» **SOURCE TEXT**:
Begin
Pipeline · DeepPVMapper

1.Pipeline Overview

DeepPVMapper is a deep learning pipeline, inspired by 3D-PV-Locator (Meyer et al., 2022), that detects rooftop photovoltaic systems from aerial imagery and characterizes them. It proceeds in two stages: polygon extraction, and characteristics extraction.

DeepPVMapper pipeline flowchart — Overview of the DeepPVMapper pipeline, from aerial tiles to a characterized PV registry

1.1Polygon Extraction

Aerial tiles are first divided into patches and passed through a classification model (Inception v3) that flags patches likely to contain a PV installation. Positively classified patches are then passed to a segmentation model (DeepLab v3), which extracts precise polygon boundaries for each detected system. This two-step classify-then-segment design keeps the pipeline computationally tractable at national scale, since the costly segmentation step only runs on the small fraction of patches the classifier flags as positive.
End
» **EXCERPTED DATA**:
Begin
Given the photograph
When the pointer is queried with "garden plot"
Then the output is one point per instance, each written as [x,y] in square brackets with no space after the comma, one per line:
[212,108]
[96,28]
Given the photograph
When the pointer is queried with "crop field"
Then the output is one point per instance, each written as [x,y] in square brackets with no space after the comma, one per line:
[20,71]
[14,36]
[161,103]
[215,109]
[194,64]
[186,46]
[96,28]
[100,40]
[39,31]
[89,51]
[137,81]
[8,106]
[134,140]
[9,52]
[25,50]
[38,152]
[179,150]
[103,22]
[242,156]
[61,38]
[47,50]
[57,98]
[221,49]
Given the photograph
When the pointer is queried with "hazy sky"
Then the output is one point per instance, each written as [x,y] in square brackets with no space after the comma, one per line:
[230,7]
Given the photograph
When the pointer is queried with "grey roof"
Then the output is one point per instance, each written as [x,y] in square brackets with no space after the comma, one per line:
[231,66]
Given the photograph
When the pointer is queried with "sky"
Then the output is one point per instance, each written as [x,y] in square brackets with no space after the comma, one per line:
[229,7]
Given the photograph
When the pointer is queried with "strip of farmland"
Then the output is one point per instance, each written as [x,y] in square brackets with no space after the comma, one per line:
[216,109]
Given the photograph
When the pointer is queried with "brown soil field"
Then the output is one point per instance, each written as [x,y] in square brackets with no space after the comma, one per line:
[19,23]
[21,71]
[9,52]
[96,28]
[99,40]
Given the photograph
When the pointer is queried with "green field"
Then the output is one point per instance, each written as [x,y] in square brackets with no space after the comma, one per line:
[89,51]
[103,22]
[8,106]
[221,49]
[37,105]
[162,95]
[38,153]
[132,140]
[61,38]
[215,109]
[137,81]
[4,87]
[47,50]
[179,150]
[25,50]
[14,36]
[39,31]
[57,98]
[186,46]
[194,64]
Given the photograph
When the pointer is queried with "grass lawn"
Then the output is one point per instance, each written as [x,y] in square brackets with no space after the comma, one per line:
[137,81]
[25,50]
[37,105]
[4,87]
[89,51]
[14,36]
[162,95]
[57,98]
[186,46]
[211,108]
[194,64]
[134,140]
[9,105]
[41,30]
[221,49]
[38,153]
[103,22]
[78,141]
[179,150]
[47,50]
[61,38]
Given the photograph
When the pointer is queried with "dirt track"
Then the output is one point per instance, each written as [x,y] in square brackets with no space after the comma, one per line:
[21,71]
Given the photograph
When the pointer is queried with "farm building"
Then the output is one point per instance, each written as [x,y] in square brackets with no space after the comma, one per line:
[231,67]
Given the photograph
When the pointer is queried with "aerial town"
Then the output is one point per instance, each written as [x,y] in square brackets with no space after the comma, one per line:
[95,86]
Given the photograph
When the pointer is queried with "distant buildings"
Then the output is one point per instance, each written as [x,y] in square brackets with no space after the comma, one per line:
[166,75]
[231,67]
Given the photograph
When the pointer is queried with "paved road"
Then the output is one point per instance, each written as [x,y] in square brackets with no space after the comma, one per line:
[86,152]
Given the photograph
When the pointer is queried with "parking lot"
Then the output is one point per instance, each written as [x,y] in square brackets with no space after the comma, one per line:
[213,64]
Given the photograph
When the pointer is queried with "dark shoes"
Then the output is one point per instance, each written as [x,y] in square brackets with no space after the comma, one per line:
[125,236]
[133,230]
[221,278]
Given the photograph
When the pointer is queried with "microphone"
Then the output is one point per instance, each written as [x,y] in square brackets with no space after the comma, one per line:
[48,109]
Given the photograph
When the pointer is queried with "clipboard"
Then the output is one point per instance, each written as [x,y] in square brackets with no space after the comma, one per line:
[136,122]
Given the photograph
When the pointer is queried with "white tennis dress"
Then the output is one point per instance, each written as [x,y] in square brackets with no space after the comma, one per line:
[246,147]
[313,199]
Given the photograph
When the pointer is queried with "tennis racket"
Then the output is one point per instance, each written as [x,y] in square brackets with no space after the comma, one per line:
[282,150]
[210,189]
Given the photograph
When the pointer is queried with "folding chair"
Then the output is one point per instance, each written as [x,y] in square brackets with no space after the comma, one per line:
End
» **WRITTEN EXERCISE 1**: In the DeepPVMapper pipeline text, which model extracts the polygon boundaries of each detected system?
» **WRITTEN EXERCISE 2**: Resume the DeepPVMapper pipeline text after its last sentence.

» **FINAL ANSWER 1**: DeepLab v3

» **FINAL ANSWER 2**:
1.2Characteristics Extraction

The extracted polygons are processed with pypvroof, a package developed for this project and published on PyPI, which estimates each system's surface area, tilt, orientation (azimuth), and installed capacity. Detections are then cross-referenced with BD TOPO®, IGN's national building database, in a cleanup & filtering step that (i) keeps only detections that sit on rooftops and (ii) merges multiple detections belonging to the same roof into a single system. The result is a clean, geolocated PV registry, with one entry per physical installation and its estimated characteristics.

2.Training

2.1Training Data

The models are trained on BDAPPV, a dataset of aerial images of rooftop PV installations in France and Belgium, with segmentation masks and installation metadata. Images are provided by two aerial imagery providers — Google and IGN — for a total of 45,733 images, making the dataset suitable for both segmentation/classification benchmarks and distribution shift evaluation across imagery sources. All images are 400×400 px PNGs, with binary PNG segmentation masks at the same resolution; the Google set is a superset of the IGN one, i.e. every IGN installation also has a corresponding Google image. For DeepPVMapper, since deployment runs on IGN's BD ORTHO® imagery, the models are trained specifically on the IGN subset (17,325 images, including 7,685 positive samples).

**BDAPPV dataset composition.** Kasmi et al., *Scientific Data*, 2023.
Provider	Images	Positives (masks)	Negatives	Note
Google	28,408	13,303	15,105	399 images excluded (no metadata entry)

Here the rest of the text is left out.